▸ **Data in this exercise**:

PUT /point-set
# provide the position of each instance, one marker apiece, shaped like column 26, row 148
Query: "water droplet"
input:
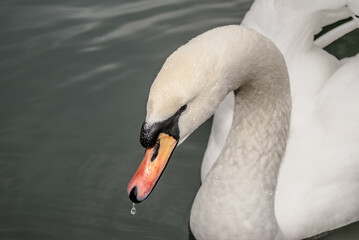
column 133, row 209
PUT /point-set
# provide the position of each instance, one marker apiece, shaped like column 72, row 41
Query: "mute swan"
column 239, row 197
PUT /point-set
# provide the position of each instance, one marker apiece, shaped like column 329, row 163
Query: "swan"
column 278, row 175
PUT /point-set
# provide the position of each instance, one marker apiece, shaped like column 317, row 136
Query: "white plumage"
column 254, row 190
column 318, row 183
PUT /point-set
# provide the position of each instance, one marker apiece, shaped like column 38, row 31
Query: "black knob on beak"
column 149, row 134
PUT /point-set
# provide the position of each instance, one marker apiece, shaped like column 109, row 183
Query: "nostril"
column 149, row 134
column 133, row 195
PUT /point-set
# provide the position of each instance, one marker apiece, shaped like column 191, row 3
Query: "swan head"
column 186, row 92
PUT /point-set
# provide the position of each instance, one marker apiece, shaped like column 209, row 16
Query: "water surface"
column 74, row 80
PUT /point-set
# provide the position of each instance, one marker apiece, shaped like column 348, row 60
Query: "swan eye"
column 183, row 108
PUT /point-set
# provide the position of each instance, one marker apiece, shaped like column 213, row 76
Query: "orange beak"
column 151, row 168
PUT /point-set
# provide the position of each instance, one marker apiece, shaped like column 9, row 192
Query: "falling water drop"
column 133, row 209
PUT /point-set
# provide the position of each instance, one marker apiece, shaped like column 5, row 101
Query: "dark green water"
column 74, row 80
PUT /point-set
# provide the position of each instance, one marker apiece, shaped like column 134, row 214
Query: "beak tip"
column 133, row 195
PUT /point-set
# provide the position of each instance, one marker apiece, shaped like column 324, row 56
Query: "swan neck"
column 247, row 168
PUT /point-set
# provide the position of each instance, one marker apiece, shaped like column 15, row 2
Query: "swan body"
column 268, row 173
column 318, row 182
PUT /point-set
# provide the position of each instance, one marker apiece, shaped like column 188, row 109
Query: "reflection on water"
column 74, row 82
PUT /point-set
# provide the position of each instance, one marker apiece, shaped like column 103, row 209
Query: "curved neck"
column 238, row 194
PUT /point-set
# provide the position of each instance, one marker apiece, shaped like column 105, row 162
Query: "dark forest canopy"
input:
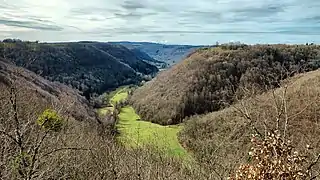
column 213, row 78
column 87, row 66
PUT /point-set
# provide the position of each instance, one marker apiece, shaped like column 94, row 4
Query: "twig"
column 9, row 136
column 61, row 149
column 314, row 162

▸ **Given request**: Count the lines in the records above that contain the string "water", matching case exactly, and give only the number.

▸ **Written solution**: 5